**What is being asked**
Set down the line that contains "point: dog's paw" and every line after it to the end of the entries, exactly as they stand and nothing more.

**Supplied material**
= Beginning of Section =

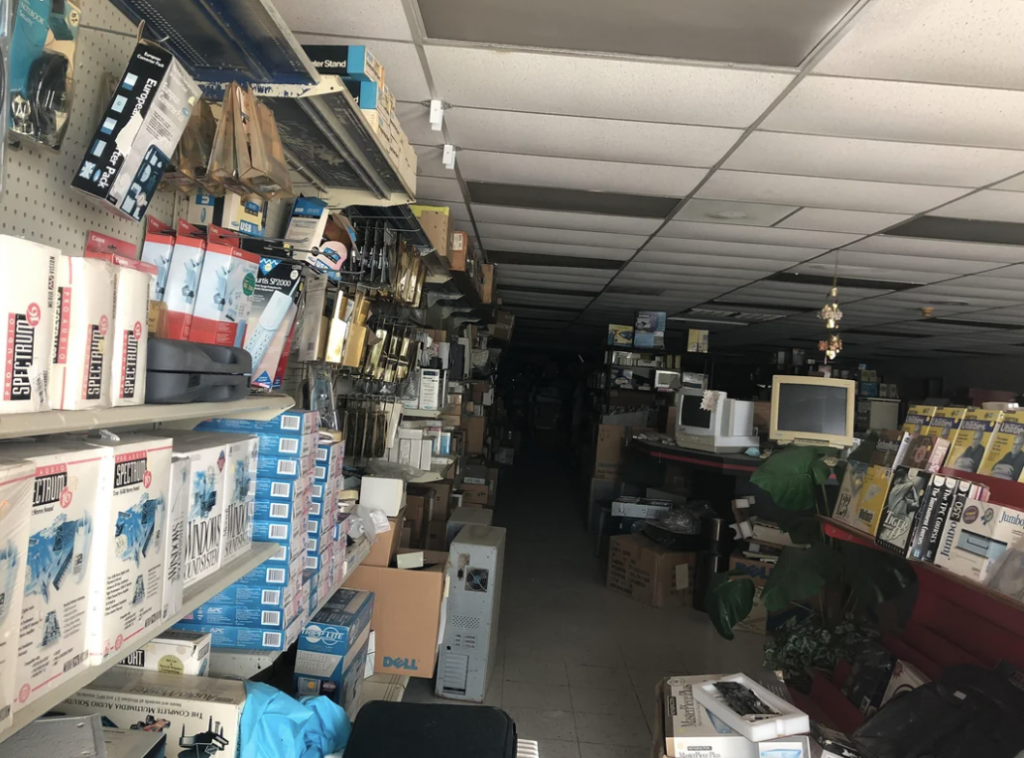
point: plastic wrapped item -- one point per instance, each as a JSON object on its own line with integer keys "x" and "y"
{"x": 276, "y": 725}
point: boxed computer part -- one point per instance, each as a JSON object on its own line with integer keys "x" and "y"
{"x": 28, "y": 285}
{"x": 174, "y": 651}
{"x": 16, "y": 479}
{"x": 199, "y": 715}
{"x": 204, "y": 531}
{"x": 62, "y": 562}
{"x": 127, "y": 535}
{"x": 138, "y": 131}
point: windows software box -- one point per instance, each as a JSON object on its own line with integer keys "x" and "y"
{"x": 128, "y": 539}
{"x": 68, "y": 491}
{"x": 200, "y": 715}
{"x": 16, "y": 479}
{"x": 28, "y": 284}
{"x": 204, "y": 529}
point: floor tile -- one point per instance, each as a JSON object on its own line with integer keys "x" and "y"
{"x": 536, "y": 723}
{"x": 603, "y": 728}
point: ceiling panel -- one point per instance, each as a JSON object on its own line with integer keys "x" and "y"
{"x": 721, "y": 211}
{"x": 359, "y": 18}
{"x": 873, "y": 160}
{"x": 600, "y": 139}
{"x": 564, "y": 220}
{"x": 988, "y": 205}
{"x": 832, "y": 220}
{"x": 901, "y": 112}
{"x": 771, "y": 236}
{"x": 578, "y": 174}
{"x": 841, "y": 194}
{"x": 565, "y": 237}
{"x": 943, "y": 41}
{"x": 602, "y": 87}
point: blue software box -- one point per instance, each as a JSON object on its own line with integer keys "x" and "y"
{"x": 292, "y": 423}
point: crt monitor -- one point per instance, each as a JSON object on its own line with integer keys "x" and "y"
{"x": 812, "y": 410}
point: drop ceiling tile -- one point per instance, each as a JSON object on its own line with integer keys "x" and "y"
{"x": 400, "y": 60}
{"x": 601, "y": 87}
{"x": 832, "y": 220}
{"x": 814, "y": 192}
{"x": 597, "y": 139}
{"x": 901, "y": 112}
{"x": 987, "y": 205}
{"x": 379, "y": 19}
{"x": 578, "y": 174}
{"x": 565, "y": 237}
{"x": 943, "y": 41}
{"x": 743, "y": 250}
{"x": 564, "y": 220}
{"x": 869, "y": 160}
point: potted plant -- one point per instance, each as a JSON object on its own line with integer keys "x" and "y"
{"x": 840, "y": 585}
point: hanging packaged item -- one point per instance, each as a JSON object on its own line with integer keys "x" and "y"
{"x": 138, "y": 131}
{"x": 42, "y": 59}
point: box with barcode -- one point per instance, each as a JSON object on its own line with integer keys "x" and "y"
{"x": 292, "y": 423}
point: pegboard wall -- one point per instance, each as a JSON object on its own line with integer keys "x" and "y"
{"x": 38, "y": 201}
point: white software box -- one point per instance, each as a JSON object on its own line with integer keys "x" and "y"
{"x": 28, "y": 284}
{"x": 200, "y": 715}
{"x": 68, "y": 490}
{"x": 207, "y": 496}
{"x": 174, "y": 546}
{"x": 15, "y": 506}
{"x": 83, "y": 317}
{"x": 128, "y": 536}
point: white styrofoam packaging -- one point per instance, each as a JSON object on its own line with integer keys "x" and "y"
{"x": 174, "y": 651}
{"x": 178, "y": 500}
{"x": 127, "y": 593}
{"x": 15, "y": 507}
{"x": 68, "y": 491}
{"x": 129, "y": 340}
{"x": 204, "y": 528}
{"x": 28, "y": 286}
{"x": 790, "y": 721}
{"x": 200, "y": 715}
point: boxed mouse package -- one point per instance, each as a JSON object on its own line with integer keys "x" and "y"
{"x": 138, "y": 131}
{"x": 28, "y": 284}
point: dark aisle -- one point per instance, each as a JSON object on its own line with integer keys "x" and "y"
{"x": 579, "y": 662}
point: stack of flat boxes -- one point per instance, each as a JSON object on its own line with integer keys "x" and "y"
{"x": 266, "y": 608}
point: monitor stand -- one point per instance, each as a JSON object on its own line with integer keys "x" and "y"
{"x": 708, "y": 444}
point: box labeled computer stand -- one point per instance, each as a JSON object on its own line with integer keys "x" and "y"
{"x": 67, "y": 494}
{"x": 16, "y": 478}
{"x": 28, "y": 285}
{"x": 138, "y": 131}
{"x": 199, "y": 715}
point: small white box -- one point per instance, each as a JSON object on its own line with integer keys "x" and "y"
{"x": 207, "y": 496}
{"x": 28, "y": 285}
{"x": 15, "y": 495}
{"x": 174, "y": 651}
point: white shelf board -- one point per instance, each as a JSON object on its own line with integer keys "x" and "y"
{"x": 226, "y": 663}
{"x": 196, "y": 595}
{"x": 257, "y": 407}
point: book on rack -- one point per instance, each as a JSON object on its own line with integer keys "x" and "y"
{"x": 919, "y": 419}
{"x": 907, "y": 495}
{"x": 1005, "y": 457}
{"x": 973, "y": 439}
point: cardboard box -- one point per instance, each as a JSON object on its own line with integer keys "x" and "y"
{"x": 407, "y": 615}
{"x": 649, "y": 573}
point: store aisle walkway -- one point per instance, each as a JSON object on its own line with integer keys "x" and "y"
{"x": 579, "y": 663}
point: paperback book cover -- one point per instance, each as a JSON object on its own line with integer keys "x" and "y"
{"x": 1005, "y": 458}
{"x": 907, "y": 496}
{"x": 973, "y": 439}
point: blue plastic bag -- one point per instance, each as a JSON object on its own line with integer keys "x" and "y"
{"x": 276, "y": 725}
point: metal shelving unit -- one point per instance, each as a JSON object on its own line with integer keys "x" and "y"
{"x": 196, "y": 595}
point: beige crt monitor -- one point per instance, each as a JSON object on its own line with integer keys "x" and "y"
{"x": 811, "y": 410}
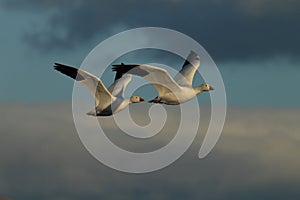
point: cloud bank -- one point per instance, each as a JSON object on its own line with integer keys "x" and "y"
{"x": 43, "y": 158}
{"x": 229, "y": 30}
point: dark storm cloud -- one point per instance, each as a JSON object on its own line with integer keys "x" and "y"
{"x": 229, "y": 30}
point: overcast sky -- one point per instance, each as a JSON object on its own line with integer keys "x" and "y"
{"x": 255, "y": 43}
{"x": 43, "y": 158}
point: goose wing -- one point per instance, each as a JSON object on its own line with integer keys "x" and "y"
{"x": 158, "y": 77}
{"x": 118, "y": 87}
{"x": 190, "y": 66}
{"x": 94, "y": 85}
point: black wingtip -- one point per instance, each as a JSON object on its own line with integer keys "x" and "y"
{"x": 69, "y": 71}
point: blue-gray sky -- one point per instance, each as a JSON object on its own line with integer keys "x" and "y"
{"x": 255, "y": 44}
{"x": 42, "y": 157}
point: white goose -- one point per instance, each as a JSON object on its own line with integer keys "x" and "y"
{"x": 108, "y": 102}
{"x": 170, "y": 91}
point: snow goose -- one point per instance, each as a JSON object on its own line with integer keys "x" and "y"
{"x": 107, "y": 101}
{"x": 170, "y": 91}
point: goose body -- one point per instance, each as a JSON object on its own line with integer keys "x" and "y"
{"x": 107, "y": 101}
{"x": 170, "y": 90}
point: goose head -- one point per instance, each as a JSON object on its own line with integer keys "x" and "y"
{"x": 206, "y": 87}
{"x": 203, "y": 88}
{"x": 136, "y": 99}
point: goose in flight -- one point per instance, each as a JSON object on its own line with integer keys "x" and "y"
{"x": 170, "y": 90}
{"x": 108, "y": 101}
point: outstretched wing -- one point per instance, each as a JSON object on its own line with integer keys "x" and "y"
{"x": 158, "y": 77}
{"x": 94, "y": 85}
{"x": 118, "y": 87}
{"x": 189, "y": 68}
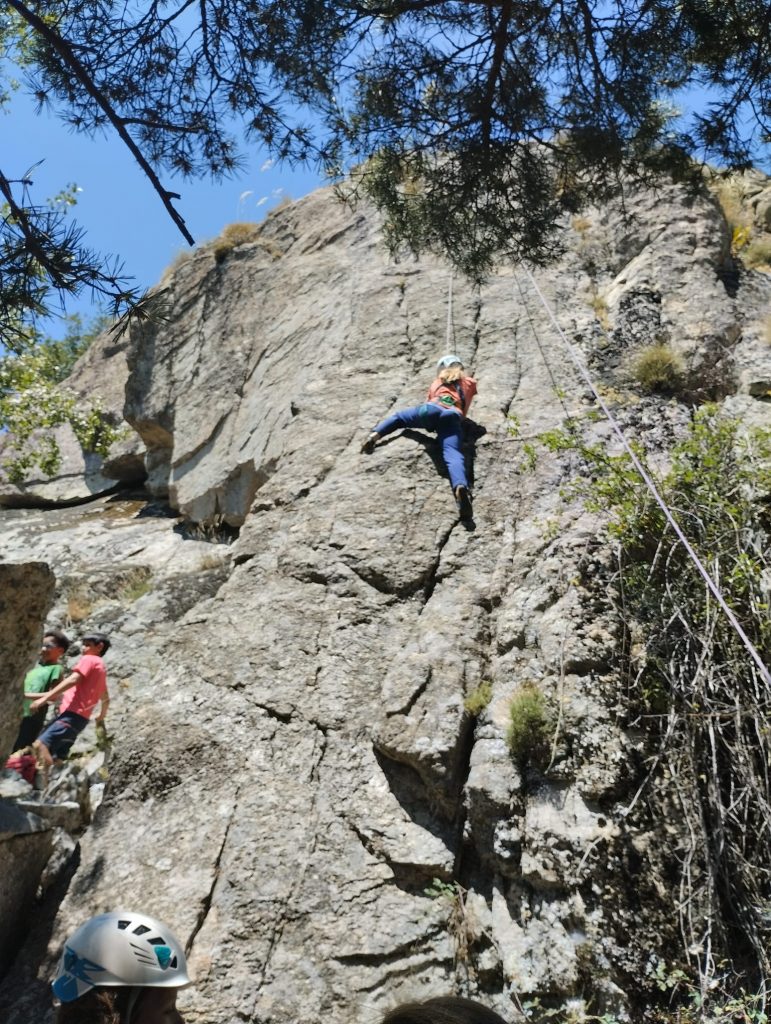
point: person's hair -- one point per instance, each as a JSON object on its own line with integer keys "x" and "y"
{"x": 98, "y": 638}
{"x": 98, "y": 1006}
{"x": 443, "y": 1010}
{"x": 58, "y": 636}
{"x": 452, "y": 374}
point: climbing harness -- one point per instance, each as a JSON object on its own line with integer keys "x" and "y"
{"x": 713, "y": 587}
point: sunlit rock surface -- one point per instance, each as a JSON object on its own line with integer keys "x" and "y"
{"x": 294, "y": 782}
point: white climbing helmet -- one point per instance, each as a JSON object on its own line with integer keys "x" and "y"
{"x": 448, "y": 360}
{"x": 121, "y": 948}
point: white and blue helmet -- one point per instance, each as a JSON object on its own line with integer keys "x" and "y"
{"x": 448, "y": 360}
{"x": 120, "y": 949}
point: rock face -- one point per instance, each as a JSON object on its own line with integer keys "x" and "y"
{"x": 295, "y": 784}
{"x": 26, "y": 843}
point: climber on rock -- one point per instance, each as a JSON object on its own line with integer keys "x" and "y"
{"x": 121, "y": 968}
{"x": 46, "y": 673}
{"x": 443, "y": 412}
{"x": 84, "y": 687}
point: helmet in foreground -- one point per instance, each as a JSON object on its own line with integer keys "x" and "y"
{"x": 448, "y": 360}
{"x": 121, "y": 948}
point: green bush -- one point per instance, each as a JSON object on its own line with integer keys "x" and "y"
{"x": 693, "y": 687}
{"x": 530, "y": 725}
{"x": 658, "y": 369}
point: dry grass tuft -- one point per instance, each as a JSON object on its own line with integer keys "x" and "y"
{"x": 658, "y": 369}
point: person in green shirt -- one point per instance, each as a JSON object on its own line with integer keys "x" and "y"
{"x": 46, "y": 674}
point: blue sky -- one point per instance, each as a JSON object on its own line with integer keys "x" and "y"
{"x": 117, "y": 206}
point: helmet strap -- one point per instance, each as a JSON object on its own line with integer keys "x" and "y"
{"x": 133, "y": 995}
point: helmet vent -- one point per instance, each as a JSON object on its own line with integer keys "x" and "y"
{"x": 141, "y": 954}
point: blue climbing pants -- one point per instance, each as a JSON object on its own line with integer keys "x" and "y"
{"x": 447, "y": 423}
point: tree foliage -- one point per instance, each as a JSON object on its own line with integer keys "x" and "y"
{"x": 471, "y": 124}
{"x": 33, "y": 403}
{"x": 693, "y": 685}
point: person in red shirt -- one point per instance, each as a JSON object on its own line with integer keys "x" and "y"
{"x": 447, "y": 404}
{"x": 83, "y": 688}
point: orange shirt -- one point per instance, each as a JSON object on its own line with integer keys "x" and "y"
{"x": 450, "y": 394}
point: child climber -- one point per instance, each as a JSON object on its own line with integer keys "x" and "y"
{"x": 443, "y": 413}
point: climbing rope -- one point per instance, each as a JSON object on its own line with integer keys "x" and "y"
{"x": 448, "y": 344}
{"x": 713, "y": 587}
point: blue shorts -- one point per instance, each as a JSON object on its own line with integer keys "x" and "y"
{"x": 61, "y": 733}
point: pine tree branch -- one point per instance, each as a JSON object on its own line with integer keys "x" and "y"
{"x": 65, "y": 51}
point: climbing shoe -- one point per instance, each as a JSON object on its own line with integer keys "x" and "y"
{"x": 369, "y": 445}
{"x": 463, "y": 500}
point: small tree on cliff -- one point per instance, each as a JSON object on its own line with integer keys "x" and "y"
{"x": 473, "y": 123}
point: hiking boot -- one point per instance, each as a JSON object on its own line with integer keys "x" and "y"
{"x": 369, "y": 445}
{"x": 463, "y": 500}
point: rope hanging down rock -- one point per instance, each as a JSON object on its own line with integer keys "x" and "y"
{"x": 713, "y": 587}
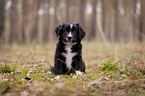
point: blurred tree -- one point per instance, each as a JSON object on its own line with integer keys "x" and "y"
{"x": 142, "y": 21}
{"x": 82, "y": 12}
{"x": 30, "y": 17}
{"x": 93, "y": 20}
{"x": 46, "y": 7}
{"x": 117, "y": 31}
{"x": 2, "y": 17}
{"x": 13, "y": 32}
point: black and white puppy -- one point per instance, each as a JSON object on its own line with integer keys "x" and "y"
{"x": 68, "y": 56}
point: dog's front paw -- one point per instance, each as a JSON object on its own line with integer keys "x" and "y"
{"x": 78, "y": 72}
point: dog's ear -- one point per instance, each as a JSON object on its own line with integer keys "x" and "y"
{"x": 81, "y": 32}
{"x": 57, "y": 30}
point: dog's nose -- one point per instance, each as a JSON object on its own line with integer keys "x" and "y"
{"x": 69, "y": 38}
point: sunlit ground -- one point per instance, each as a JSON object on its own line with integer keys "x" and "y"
{"x": 111, "y": 69}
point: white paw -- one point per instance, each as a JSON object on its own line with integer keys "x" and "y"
{"x": 78, "y": 72}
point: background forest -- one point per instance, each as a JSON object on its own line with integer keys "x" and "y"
{"x": 113, "y": 48}
{"x": 35, "y": 20}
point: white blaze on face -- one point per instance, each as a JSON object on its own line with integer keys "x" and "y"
{"x": 69, "y": 55}
{"x": 70, "y": 35}
{"x": 71, "y": 25}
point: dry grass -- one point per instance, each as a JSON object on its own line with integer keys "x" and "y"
{"x": 111, "y": 69}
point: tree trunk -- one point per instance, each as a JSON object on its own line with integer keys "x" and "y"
{"x": 46, "y": 20}
{"x": 93, "y": 20}
{"x": 13, "y": 32}
{"x": 2, "y": 17}
{"x": 116, "y": 20}
{"x": 82, "y": 12}
{"x": 143, "y": 24}
{"x": 30, "y": 17}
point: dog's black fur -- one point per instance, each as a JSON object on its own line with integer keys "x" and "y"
{"x": 69, "y": 47}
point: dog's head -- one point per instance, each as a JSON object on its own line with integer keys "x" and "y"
{"x": 70, "y": 32}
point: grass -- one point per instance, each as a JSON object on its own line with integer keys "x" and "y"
{"x": 111, "y": 69}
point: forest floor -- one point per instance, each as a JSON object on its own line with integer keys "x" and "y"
{"x": 111, "y": 69}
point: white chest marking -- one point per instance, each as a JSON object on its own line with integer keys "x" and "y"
{"x": 71, "y": 25}
{"x": 70, "y": 35}
{"x": 69, "y": 55}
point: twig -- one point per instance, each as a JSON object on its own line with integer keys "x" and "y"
{"x": 65, "y": 63}
{"x": 5, "y": 90}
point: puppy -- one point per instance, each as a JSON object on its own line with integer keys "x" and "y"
{"x": 68, "y": 56}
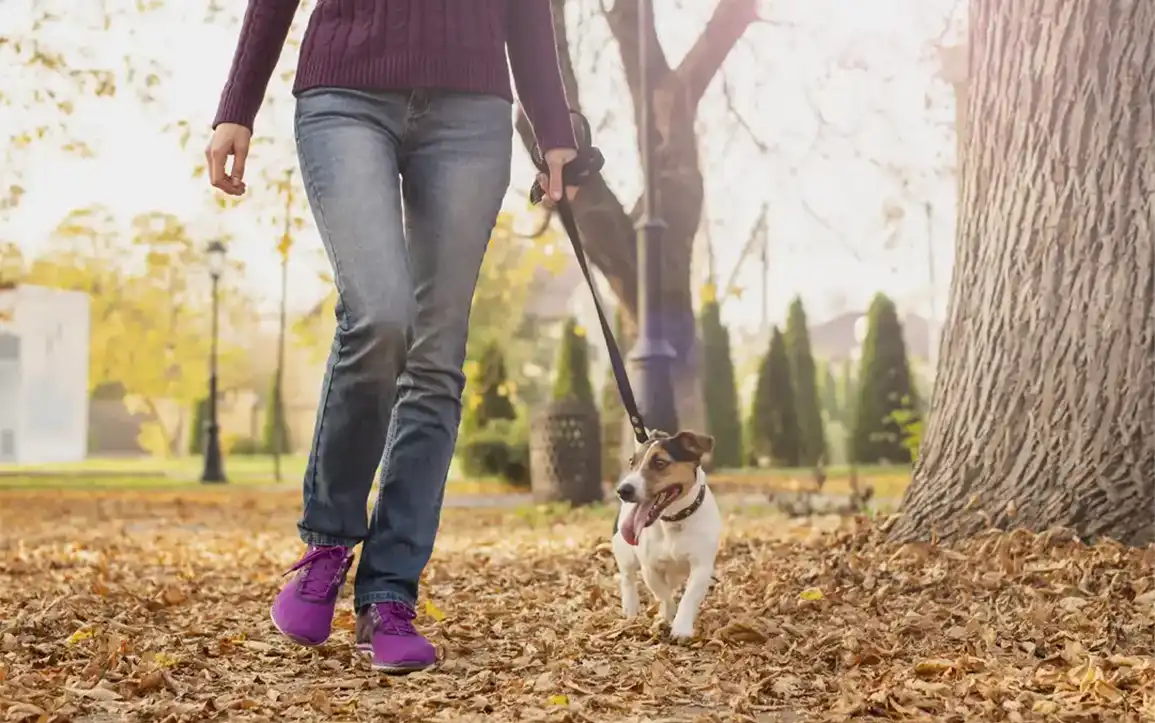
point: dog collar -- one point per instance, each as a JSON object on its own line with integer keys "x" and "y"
{"x": 693, "y": 507}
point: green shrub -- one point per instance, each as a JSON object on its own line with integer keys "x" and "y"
{"x": 774, "y": 418}
{"x": 572, "y": 379}
{"x": 829, "y": 395}
{"x": 493, "y": 386}
{"x": 499, "y": 451}
{"x": 723, "y": 418}
{"x": 910, "y": 425}
{"x": 884, "y": 388}
{"x": 812, "y": 440}
{"x": 275, "y": 422}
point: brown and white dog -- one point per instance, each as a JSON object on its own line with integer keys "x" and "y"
{"x": 668, "y": 528}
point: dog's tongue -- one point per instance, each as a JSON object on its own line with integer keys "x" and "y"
{"x": 635, "y": 521}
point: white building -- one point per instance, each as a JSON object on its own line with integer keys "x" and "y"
{"x": 44, "y": 356}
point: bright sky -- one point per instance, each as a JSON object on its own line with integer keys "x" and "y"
{"x": 863, "y": 65}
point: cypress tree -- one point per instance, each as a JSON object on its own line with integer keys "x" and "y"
{"x": 275, "y": 422}
{"x": 774, "y": 419}
{"x": 494, "y": 388}
{"x": 723, "y": 418}
{"x": 812, "y": 445}
{"x": 884, "y": 388}
{"x": 848, "y": 394}
{"x": 572, "y": 379}
{"x": 829, "y": 390}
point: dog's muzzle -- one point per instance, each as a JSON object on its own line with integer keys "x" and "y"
{"x": 627, "y": 492}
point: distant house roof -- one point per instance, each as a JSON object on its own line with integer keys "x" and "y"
{"x": 835, "y": 338}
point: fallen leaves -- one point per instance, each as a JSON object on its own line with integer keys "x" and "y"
{"x": 132, "y": 605}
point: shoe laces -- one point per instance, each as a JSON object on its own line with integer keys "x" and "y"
{"x": 393, "y": 619}
{"x": 325, "y": 571}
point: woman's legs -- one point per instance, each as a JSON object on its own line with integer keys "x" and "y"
{"x": 456, "y": 172}
{"x": 403, "y": 319}
{"x": 350, "y": 149}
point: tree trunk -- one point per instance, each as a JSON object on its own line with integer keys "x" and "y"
{"x": 606, "y": 225}
{"x": 1044, "y": 411}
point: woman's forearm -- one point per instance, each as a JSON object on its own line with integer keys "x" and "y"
{"x": 534, "y": 61}
{"x": 262, "y": 36}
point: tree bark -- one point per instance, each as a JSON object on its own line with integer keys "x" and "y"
{"x": 1045, "y": 401}
{"x": 606, "y": 225}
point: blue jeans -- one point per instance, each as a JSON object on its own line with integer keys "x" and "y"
{"x": 405, "y": 188}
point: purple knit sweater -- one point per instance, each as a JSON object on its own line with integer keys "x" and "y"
{"x": 407, "y": 44}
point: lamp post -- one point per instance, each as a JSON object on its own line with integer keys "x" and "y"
{"x": 653, "y": 355}
{"x": 214, "y": 466}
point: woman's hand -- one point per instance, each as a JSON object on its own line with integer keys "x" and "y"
{"x": 228, "y": 140}
{"x": 552, "y": 181}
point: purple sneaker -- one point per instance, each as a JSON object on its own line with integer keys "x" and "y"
{"x": 303, "y": 610}
{"x": 386, "y": 632}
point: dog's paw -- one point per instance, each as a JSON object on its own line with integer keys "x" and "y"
{"x": 680, "y": 631}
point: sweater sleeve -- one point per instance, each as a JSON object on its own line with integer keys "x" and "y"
{"x": 536, "y": 73}
{"x": 262, "y": 36}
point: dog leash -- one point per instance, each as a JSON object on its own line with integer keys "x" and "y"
{"x": 589, "y": 161}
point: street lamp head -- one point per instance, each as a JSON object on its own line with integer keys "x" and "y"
{"x": 216, "y": 252}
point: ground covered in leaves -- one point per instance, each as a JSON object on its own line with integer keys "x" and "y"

= End of Section =

**Exercise response**
point: dog's paw -- one point per instance, each as a JSON object on its own line with integer keys "x" and "y"
{"x": 680, "y": 631}
point: sweater sleeve -- one point per instance, each as a JSON object on its own line with integer keys "x" and "y"
{"x": 536, "y": 73}
{"x": 262, "y": 36}
point: dog leash -- one point per instance, each as a JSON object on its own line with integer keys "x" and "y"
{"x": 589, "y": 161}
point: street lamp head -- one point per instance, each as a JSON object on its own line with integer keys "x" and "y"
{"x": 216, "y": 252}
point: ground covered in leaves -- one point per instance, each as a JSON object on its own line with integer keys "x" and "y"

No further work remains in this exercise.